====== Listed entries

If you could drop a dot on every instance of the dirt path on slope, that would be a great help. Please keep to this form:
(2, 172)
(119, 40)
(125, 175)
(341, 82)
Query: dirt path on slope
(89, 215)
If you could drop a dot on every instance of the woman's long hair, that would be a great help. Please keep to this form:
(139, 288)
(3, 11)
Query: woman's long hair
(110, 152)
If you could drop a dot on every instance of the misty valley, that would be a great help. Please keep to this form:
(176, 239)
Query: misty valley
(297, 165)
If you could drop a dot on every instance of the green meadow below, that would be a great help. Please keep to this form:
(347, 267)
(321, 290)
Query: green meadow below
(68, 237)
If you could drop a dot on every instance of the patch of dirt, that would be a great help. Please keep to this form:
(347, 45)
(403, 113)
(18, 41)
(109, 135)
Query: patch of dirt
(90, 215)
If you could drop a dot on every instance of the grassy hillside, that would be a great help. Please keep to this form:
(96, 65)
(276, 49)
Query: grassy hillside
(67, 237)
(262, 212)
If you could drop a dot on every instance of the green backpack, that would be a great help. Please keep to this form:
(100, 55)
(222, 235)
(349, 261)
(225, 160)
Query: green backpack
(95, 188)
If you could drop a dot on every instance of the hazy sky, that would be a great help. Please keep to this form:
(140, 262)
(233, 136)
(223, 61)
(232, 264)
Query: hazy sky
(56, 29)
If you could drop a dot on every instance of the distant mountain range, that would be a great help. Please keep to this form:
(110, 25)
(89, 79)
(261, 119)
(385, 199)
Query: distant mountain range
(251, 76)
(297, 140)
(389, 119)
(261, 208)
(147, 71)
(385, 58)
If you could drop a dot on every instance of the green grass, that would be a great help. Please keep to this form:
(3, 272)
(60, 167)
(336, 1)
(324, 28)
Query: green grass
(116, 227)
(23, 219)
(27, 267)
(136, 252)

============

» **Given request**: Copy out the material above word for word, every line from start to end, without changing anything.

» **Exercise answer**:
If you could drop a dot on every instance of the dirt path on slope, that would be a great help. Please keep to this form:
(2, 172)
(119, 40)
(125, 175)
(341, 82)
Query: dirt path on slope
(89, 215)
If you could drop a dot on every instance of the woman's long hair, that would be a great help. Please keep to this form:
(139, 288)
(3, 11)
Query: woman's long hair
(110, 152)
If you could drop a dot on every instance of the misty valley, that would be a great help. Please keep to this form:
(176, 239)
Query: misty valley
(297, 165)
If you could drop a dot on every instance of the green meadow below, that would be a great help. Please keep to this form:
(347, 267)
(321, 290)
Query: green meadow below
(68, 237)
If you could drop a dot on every instance of the patch of dirt, that would be a great help. Please keep to this form:
(347, 45)
(403, 113)
(18, 41)
(109, 135)
Query: patch of dirt
(90, 215)
If you could drop a dot on every instance of the grassy hillside, that would be a great help. Please keep to this form:
(96, 65)
(276, 49)
Query: grassy hillside
(67, 237)
(262, 212)
If you could drop a dot on every instance of the green backpack, that would be a great help. Please keep to this form:
(100, 55)
(222, 235)
(349, 261)
(225, 160)
Query: green backpack
(95, 188)
If you could drop a dot on every instance of the hazy sky, that would be a great help. Please keep to this form:
(140, 262)
(233, 136)
(223, 61)
(232, 264)
Query: hazy sky
(56, 29)
If you could drop a dot on every instance of the distant mountain range, that would be a great help. Please keep to this form:
(110, 25)
(89, 79)
(261, 119)
(385, 199)
Query: distant mountain range
(251, 76)
(297, 140)
(389, 119)
(261, 208)
(147, 71)
(385, 58)
If you could drop a dot on every instance of the green grass, that would be a great help. Please keep to this form:
(3, 272)
(60, 167)
(336, 1)
(324, 28)
Query: green grass
(116, 227)
(23, 219)
(27, 267)
(136, 252)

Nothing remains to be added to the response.